Text passage
--------

There were far fewer explicitly racist laws in the northern states, but these regions were still able to achieve a very strict racial segregation within their population that was as rigidly enforced as in the Jim Crow regime. Instead of directly regulating the movement of citizens like the south, various zoning and state and federal housing policies worked to keep Black Americans out of white neighborhoods.
One such strategy was known as redlining. During the Great Depression in the 1930s, the Federal Housing Association (FHA) was created to stimulate the demand for homeownership by insuring mortgages lent out by banks. The FHA and the banks had maps where they drew lines around the Black neighborhoods that they would not insure loans in. This is where the term "redlining" comes from. The FHA claimed that they would only insure mortgages that met particular conditions; but the reality was that they were based on the racial makeup of the neighborhood. So, a loan to buy a house in a majority-white neighborhood would be insured by the FHA without difficulty, whereas the sale of a house in a majority-Black neighborhood would often be denied insurance. This racist condition allowed the FHA to deny Black Americans the right to a home in certain neighborhoods.
This complicated scheme, though technically “colorblind,” resulted in neighborhoods across Chicago (and the nation) that were systemically racially segregated. This, in turn, had broader consequences for how municipal services were administered in the city of Chicago; critical infrastructure such as transportation and public services such as hospitals were more fully funded and supported in white areas, and neglected in Black ones. One of the most striking examples of this was the disparity between Black and white public schools.

--------

Required tasks
A. Decide whether each statement below agrees with the redlining passage above. Answer yes or no for each one, and quote the exact words from the passage that decide it.
(i) The FHA was created during the Great Depression to stimulate demand for homeownership.
(ii) The northern states had more explicitly racist laws than the southern states.
(iii) In Chicago, hospitals were more fully funded and supported in Black areas than in white ones.
B. Return the portion of the redlining passage above that lies between "There were far" and "of white neighborhoods.", inclusive, copied word for word.

--------

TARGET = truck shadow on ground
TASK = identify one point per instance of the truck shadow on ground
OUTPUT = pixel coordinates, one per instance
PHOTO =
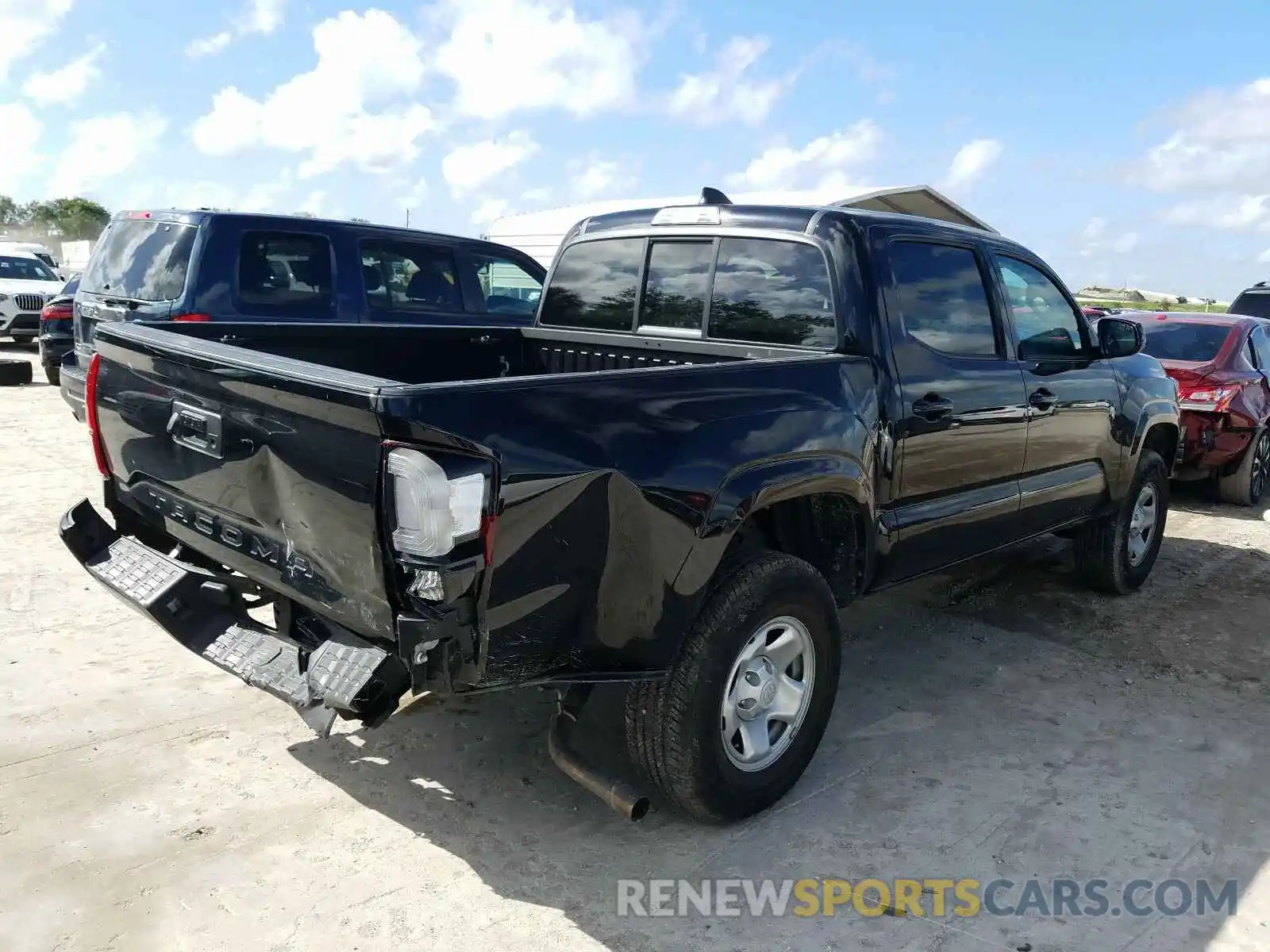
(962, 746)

--------

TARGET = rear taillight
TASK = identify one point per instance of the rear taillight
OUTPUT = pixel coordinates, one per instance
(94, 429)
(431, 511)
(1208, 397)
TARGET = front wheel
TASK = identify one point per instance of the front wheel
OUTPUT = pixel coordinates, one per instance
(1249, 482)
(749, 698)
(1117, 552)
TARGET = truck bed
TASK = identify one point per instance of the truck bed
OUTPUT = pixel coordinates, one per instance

--------

Answers for the tasks
A.
(i) Yes: "During the Great Depression in the 1930s, the Federal Housing Association (FHA) was created to stimulate the demand for homeownership by insuring mortgages lent out by banks."
(ii) No: "There were far fewer explicitly racist laws in the northern states"
(iii) No: "critical infrastructure such as transportation and public services such as hospitals were more fully funded and supported in white areas, and neglected in Black ones."

B.
There were far fewer explicitly racist laws in the northern states, but these regions were still able to achieve a very strict racial segregation within their population that was as rigidly enforced as in the Jim Crow regime. Instead of directly regulating the movement of citizens like the south, various zoning and state and federal housing policies worked to keep Black Americans out of white neighborhoods.